== What this exercise asks ==
1: Answer these questions about the piece on homelessness, one line each:
(a) What did the narrator tell the news reporter is the main cause of homelessness?
(b) How long did it take the narrator, working with homeless people, to understand this?
(c) In the quoted prayer, where are those who are "athirst" asked to be led?
2: Write the next part of the piece on homelessness, picking up right after its final sentence.

== Source passage ==
======

The views expressed in our content reflect individual perspectives and do not represent the official views of the Baha'i Faith.

“What’s the main cause of homelessness?” a news reporter asked me. “Lack of a home,” I said. “No, really,” he replied, chuckling as though I were kidding him. “No – really,” I replied, dead serious.

Some societies have figured out this very basic equation, and some haven’t. Personally, it took me a few years of working with homeless people to get it. The Baha’i teachings also helped me understand that reality:

O Thou divine Providence, pitiful are we, grant us Thy succour; homeless wanderers, give us Thy shelter; scattered, do Thou unite us; astray, gather us to Thy fold; bereft, do Thou bestow upon us a share and portion; athirst, lead us to the well-spring of Life; frail, strengthen us that we may arise to help Thy Cause and offer ourselves as a living sacrifice in the pathway of guidance. – Abdu’l-Baha, Selections from the Writings of Abdu’l-Baha

That line from Abdu’l-Baha’s prayer – “homeless wanderers, give us Thy shelter” – resonated with me deeply, and helped me find a path from the old traditional way of dealing with homelessness to a completely new and much more effective one. Let me tell you the story.

======

== Point location data ==
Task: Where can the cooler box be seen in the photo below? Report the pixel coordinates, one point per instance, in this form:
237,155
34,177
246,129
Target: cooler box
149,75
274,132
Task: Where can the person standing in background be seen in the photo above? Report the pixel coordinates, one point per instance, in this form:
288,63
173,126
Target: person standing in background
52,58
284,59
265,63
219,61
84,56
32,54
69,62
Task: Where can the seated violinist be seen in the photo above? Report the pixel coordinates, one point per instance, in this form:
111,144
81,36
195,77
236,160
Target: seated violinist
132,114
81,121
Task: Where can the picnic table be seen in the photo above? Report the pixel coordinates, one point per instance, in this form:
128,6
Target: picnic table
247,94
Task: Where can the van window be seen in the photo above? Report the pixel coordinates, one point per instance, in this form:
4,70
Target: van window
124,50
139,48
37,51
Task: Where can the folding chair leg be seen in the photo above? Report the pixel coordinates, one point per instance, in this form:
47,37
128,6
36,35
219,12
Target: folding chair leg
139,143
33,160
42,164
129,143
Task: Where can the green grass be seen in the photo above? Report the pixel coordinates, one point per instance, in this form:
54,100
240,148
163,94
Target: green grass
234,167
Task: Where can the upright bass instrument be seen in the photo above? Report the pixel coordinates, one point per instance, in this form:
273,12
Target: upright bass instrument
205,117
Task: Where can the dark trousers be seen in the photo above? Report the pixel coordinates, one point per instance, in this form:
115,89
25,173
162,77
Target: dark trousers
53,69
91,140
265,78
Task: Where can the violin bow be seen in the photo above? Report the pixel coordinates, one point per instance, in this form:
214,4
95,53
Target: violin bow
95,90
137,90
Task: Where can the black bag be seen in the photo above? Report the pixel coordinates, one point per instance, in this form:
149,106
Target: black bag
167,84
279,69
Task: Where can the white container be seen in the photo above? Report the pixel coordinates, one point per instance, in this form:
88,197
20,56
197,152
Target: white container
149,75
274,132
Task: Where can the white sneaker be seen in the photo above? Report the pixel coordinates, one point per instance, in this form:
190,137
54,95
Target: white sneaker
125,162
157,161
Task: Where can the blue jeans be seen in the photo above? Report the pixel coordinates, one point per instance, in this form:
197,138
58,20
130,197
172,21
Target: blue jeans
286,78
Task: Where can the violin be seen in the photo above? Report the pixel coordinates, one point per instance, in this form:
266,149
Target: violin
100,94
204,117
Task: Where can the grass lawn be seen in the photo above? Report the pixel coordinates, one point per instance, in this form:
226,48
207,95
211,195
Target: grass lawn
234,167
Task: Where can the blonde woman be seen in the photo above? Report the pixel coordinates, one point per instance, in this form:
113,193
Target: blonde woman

======

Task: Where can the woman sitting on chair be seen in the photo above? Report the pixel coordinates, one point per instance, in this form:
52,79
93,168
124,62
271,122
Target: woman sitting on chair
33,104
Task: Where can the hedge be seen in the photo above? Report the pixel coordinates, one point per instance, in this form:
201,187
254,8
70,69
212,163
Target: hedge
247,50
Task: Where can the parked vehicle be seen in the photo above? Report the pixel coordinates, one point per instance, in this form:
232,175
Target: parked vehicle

======

== Exercise results ==
1:
(a) Lack of a home.
(b) A few years.
(c) To the well-spring of Life.

2:
When a few friends and I founded Homeless Health Care Los Angeles in 1985, we initially used the standard social work model of dealing with homelessness. That model usually goes like this: a homeless person has to climb an ascending ladder of challenges to get housed, first by agreeing to enter a substance abuse or mental health counseling program, then getting sufficiently recovered or clean and sober to merit a stay in temporary accommodations like missions or shelters, then finding work, then finally being rewarded for all of that effort to get their life back on track with a place to live. 

In this traditional model, the rules and restrictions make each rung of that ladder a pretty hard climb. If you fall off the wagon of sobriety, for example, with even a minor temporary relapse, you go back down to the first step to start all over again. Relapse in your treatment program, and most traditional shelters won’t even give you a bed to sleep in.

But as the homelessness crisis in America ramped up in the ‘80s and ‘90s, providers of services like the organization I helped run soon began to realize that this old social work model tended to unintentionally victimize the people it attempted to serve.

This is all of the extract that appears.